> _ARTICLE_:
■ ■ ■ ■ ■ ■ ■

### TensorFlow Max Pooling
![](./images/max-pooling.png)

The image above is an example of [max pooling](https://en.wikipedia.org/wiki/Convolutional_neural_network#Pooling_layer) with a 2x2 filter and stride of 2\. The four 2x2 colors represent each time the filter was applied to find the maximum value.

For example, `[[1, 0], [4, 6]]` becomes `6`, because `6` is the maximum value in this set. Similarly, `[[2, 3], [6, 8]]` becomes `8`.

Conceptually, the benefit of the max pooling operation is **to reduce the size of the input, and allow the neural network to focus on only the most important elements**. Max pooling does this by only retaining the maximum value for each filtered area, and removing the remaining values.

TensorFlow provides the [`tf.nn.max_pool()`](https://www.tensorflow.org/api_docs/python/tf/nn/max_pool) function to apply [max pooling](https://en.wikipedia.org/wiki/Convolutional_neural_network#Pooling_layer) to your convolutional layers.

    conv_layer = tf.nn.conv2d(input, weight, strides=[1, 2, 2, 1], padding='SAME')
    conv_layer = tf.nn.bias_add(conv_layer, bias)
    conv_layer = tf.nn.relu(conv_layer)
    # Apply Max Pooling
    conv_layer = tf.nn.max_pool(
        conv_layer,
        ksize=[1, 2, 2, 1],
        strides=[1, 2, 2, 1],
        padding='SAME')

■ ■ ■ ■ ■ ■ ■

> _REQUIRED WORK_:
1. Answer these questions from the max pooling page:
(a) What filter size and stride does the example image use?
(b) What value does `[[2, 3], [6, 8]]` become?
(c) Which TensorFlow function is given for applying max pooling to convolutional layers?
2. Render this sentence from the max pooling page into Spanish: "Conceptually, the benefit of the max pooling operation is to reduce the size of the input, and allow the neural network to focus on only the most important elements."
The listing is not needed for this work.

■ ■ ■ ■ ■ ■ ■

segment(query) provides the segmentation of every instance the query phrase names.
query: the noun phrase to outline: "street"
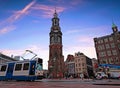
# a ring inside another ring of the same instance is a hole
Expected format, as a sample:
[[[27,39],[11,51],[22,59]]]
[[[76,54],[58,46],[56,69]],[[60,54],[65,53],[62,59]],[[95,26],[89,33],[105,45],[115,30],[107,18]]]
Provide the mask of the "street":
[[[120,80],[43,79],[35,82],[1,81],[0,88],[120,88]]]

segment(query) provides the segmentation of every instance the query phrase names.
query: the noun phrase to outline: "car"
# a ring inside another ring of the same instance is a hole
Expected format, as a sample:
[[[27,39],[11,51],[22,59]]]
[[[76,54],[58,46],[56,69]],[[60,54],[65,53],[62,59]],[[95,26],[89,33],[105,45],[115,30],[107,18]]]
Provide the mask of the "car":
[[[108,76],[104,72],[97,72],[96,73],[96,79],[106,79]]]

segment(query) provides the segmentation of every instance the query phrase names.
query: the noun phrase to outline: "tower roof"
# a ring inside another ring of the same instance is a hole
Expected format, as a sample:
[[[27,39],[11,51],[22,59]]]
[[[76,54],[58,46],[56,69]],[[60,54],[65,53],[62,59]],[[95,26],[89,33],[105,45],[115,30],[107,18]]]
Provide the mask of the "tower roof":
[[[116,26],[115,23],[113,22],[113,23],[112,23],[112,28],[114,28],[114,27],[117,27],[117,26]]]
[[[55,9],[55,13],[54,13],[54,18],[56,18],[58,16],[57,12],[56,12],[56,9]]]

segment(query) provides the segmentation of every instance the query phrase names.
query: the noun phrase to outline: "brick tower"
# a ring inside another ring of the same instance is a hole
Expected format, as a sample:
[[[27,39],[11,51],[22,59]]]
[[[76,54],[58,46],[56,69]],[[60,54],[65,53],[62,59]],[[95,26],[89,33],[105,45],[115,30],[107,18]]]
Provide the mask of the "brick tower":
[[[51,78],[62,78],[64,74],[64,56],[62,54],[62,32],[59,26],[59,18],[55,13],[52,18],[52,27],[49,33],[49,61],[48,71]]]

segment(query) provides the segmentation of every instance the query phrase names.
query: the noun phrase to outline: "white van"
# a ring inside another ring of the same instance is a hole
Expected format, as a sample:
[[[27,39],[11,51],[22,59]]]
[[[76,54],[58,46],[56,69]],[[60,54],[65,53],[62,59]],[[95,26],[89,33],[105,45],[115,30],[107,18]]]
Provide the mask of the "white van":
[[[108,78],[108,76],[104,72],[97,72],[95,75],[96,79],[105,79]]]

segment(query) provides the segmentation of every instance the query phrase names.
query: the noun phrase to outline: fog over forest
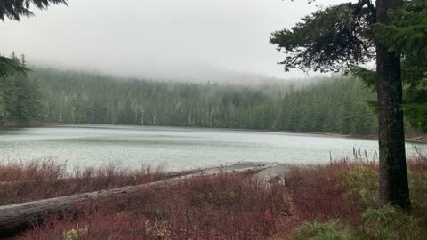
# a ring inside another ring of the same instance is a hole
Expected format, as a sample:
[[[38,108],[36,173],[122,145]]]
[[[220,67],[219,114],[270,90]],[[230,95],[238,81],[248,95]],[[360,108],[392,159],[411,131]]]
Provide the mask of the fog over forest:
[[[155,79],[251,84],[285,73],[270,33],[341,1],[74,0],[0,25],[3,53],[33,64]],[[28,41],[28,39],[31,39]]]

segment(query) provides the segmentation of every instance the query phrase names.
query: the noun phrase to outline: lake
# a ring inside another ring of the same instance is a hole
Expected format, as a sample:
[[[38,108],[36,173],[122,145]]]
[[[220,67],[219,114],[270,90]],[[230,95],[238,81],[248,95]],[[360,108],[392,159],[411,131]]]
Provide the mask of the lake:
[[[415,155],[412,143],[407,155]],[[417,144],[426,148],[425,144]],[[62,125],[0,130],[0,161],[52,157],[71,165],[166,164],[171,171],[236,162],[329,163],[353,156],[377,158],[367,139],[223,129]]]

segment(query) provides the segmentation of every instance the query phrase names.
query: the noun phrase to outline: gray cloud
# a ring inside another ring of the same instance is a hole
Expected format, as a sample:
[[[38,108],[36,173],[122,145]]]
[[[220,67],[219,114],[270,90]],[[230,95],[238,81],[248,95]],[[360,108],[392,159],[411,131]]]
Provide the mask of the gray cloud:
[[[276,64],[283,56],[269,36],[315,9],[305,0],[70,0],[1,23],[0,52],[128,76],[208,78],[214,68],[300,77]]]

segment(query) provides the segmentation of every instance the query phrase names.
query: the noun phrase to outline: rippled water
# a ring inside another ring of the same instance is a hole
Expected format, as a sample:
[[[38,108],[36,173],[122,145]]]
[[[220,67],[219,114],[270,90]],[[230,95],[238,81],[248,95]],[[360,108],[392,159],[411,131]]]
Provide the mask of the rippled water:
[[[407,144],[407,155],[414,155]],[[418,144],[426,148],[424,144]],[[235,162],[328,163],[353,148],[376,155],[374,140],[220,129],[64,125],[0,130],[0,161],[53,157],[68,164],[166,164],[169,170]]]

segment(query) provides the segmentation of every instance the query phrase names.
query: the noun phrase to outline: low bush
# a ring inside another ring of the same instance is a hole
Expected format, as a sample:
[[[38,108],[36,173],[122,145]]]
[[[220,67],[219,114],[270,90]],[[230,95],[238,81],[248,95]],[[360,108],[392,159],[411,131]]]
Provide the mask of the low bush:
[[[289,214],[285,188],[266,184],[228,173],[190,179],[173,189],[141,192],[124,208],[49,221],[18,239],[61,239],[82,229],[78,239],[266,239]]]
[[[130,170],[109,164],[68,170],[52,159],[10,162],[0,165],[0,205],[133,186],[167,176],[164,166]]]

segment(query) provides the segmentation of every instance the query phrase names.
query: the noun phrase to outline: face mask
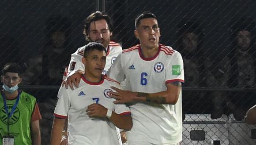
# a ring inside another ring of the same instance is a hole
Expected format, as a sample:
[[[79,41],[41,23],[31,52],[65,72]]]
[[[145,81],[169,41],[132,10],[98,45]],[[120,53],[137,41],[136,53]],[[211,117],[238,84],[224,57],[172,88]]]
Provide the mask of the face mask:
[[[4,90],[10,93],[13,93],[15,91],[18,90],[19,87],[18,87],[18,84],[15,86],[13,86],[11,87],[9,87],[7,85],[4,83],[3,87],[2,87]]]

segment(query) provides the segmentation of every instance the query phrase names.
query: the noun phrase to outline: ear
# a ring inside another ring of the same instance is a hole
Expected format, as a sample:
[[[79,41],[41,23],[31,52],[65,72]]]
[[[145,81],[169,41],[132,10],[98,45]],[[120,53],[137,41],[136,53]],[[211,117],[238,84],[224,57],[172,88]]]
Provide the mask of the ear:
[[[82,58],[82,62],[85,65],[85,63],[86,62],[86,59],[84,57]]]
[[[20,83],[21,83],[21,82],[22,82],[22,77],[19,77],[19,84]]]
[[[1,76],[1,82],[4,83],[4,76]]]
[[[135,37],[138,39],[139,39],[139,33],[137,29],[134,30],[134,35],[135,36]]]

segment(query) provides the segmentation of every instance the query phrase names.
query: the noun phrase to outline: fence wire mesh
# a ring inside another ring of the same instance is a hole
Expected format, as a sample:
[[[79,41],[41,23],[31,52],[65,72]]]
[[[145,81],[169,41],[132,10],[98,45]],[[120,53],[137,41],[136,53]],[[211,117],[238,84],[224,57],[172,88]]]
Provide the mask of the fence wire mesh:
[[[183,56],[183,144],[255,145],[256,127],[243,119],[256,104],[255,6],[254,0],[3,0],[0,67],[22,66],[23,90],[38,99],[42,142],[49,144],[56,86],[71,54],[87,43],[85,18],[105,11],[124,49],[139,43],[136,16],[151,11],[160,43]]]

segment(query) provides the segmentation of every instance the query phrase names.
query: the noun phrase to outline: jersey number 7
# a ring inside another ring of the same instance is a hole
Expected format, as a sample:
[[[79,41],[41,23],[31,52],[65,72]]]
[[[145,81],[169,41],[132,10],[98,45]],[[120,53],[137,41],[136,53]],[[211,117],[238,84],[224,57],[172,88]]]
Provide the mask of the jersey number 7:
[[[95,101],[96,104],[98,104],[98,103],[99,102],[99,99],[98,98],[92,98],[92,100]]]

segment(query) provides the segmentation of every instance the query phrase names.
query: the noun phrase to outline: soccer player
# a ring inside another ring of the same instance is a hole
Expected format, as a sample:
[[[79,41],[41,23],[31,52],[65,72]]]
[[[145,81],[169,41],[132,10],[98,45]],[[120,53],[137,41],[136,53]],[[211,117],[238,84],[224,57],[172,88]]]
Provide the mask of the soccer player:
[[[113,22],[110,17],[103,12],[96,11],[92,13],[86,19],[84,25],[83,34],[85,35],[87,40],[90,42],[98,42],[103,45],[107,51],[107,57],[106,65],[102,73],[105,74],[113,62],[116,57],[122,52],[122,47],[119,44],[110,40],[113,29]],[[82,63],[82,58],[85,46],[78,48],[75,52],[71,55],[70,61],[68,72],[64,73],[63,80],[66,79],[66,76],[71,72],[77,73],[74,74],[73,77],[68,81],[64,81],[66,88],[68,87],[68,83],[70,84],[70,87],[73,89],[71,81],[75,82],[75,85],[78,87],[78,83],[75,80],[80,80],[80,74],[83,74],[84,66]]]
[[[22,80],[21,72],[19,66],[14,63],[8,63],[3,69],[0,142],[3,145],[40,145],[41,115],[36,98],[18,89]]]
[[[133,127],[128,134],[128,145],[178,145],[182,130],[182,58],[171,47],[159,44],[160,28],[154,14],[140,14],[135,25],[140,44],[124,50],[107,73],[119,82],[125,79],[125,89],[129,91],[114,87],[118,93],[109,93],[115,96],[115,103],[131,105]]]
[[[79,87],[62,87],[55,110],[52,145],[60,145],[65,119],[68,116],[68,143],[74,145],[120,145],[116,126],[130,130],[132,121],[128,107],[115,105],[110,86],[119,83],[102,74],[106,51],[100,43],[85,46],[82,62],[85,67]]]
[[[111,40],[113,35],[113,20],[107,14],[100,11],[96,11],[90,14],[86,19],[84,25],[83,34],[86,40],[90,42],[98,42],[103,45],[107,51],[106,65],[102,72],[105,74],[115,61],[116,57],[122,52],[122,47],[119,44]],[[63,83],[68,88],[68,83],[72,89],[73,85],[71,83],[75,82],[78,87],[81,79],[81,74],[84,72],[84,65],[82,62],[82,58],[85,46],[78,48],[75,52],[72,54],[68,68],[65,70],[63,77]],[[67,76],[72,75],[69,79],[66,80]],[[78,80],[76,82],[75,80]],[[117,133],[119,134],[119,133]],[[124,132],[122,131],[122,137]],[[119,136],[118,134],[118,136]],[[121,143],[121,138],[120,141]]]
[[[110,92],[116,104],[129,104],[133,127],[128,145],[179,145],[182,140],[181,84],[184,82],[181,54],[159,44],[154,14],[144,12],[135,20],[140,44],[124,50],[107,75],[127,89]]]

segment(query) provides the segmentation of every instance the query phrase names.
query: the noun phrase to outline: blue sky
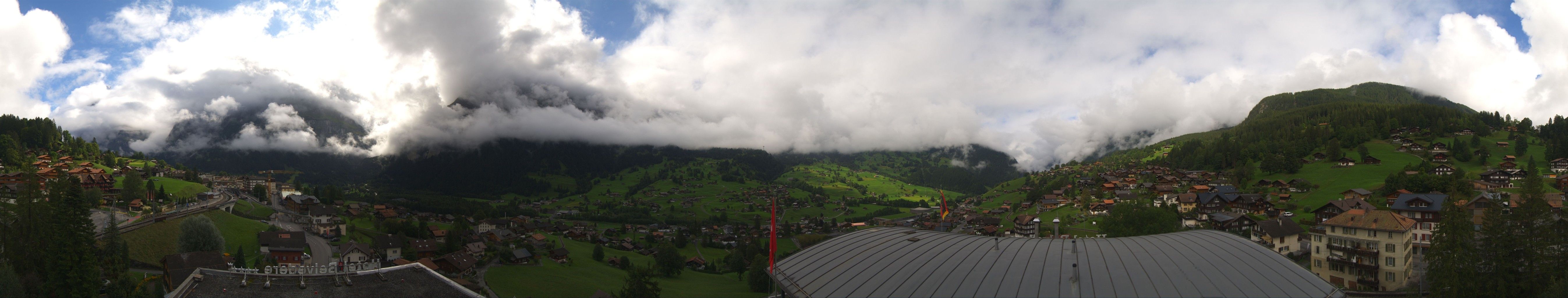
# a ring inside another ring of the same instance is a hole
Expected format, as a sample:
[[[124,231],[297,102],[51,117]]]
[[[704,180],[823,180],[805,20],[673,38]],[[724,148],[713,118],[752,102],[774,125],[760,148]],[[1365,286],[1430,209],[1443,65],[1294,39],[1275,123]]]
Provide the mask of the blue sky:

■ ■ ■ ■ ■ ■ ■

> _TASK-BY-TASK SOLUTIONS_:
1.
(a) A 2x2 filter with a stride of 2.
(b) 8
(c) `tf.nn.max_pool()`

2. Conceptualmente, la ventaja de la operación de max pooling es reducir el tamaño de la entrada y permitir que la red neuronal se centre solo en los elementos más importantes.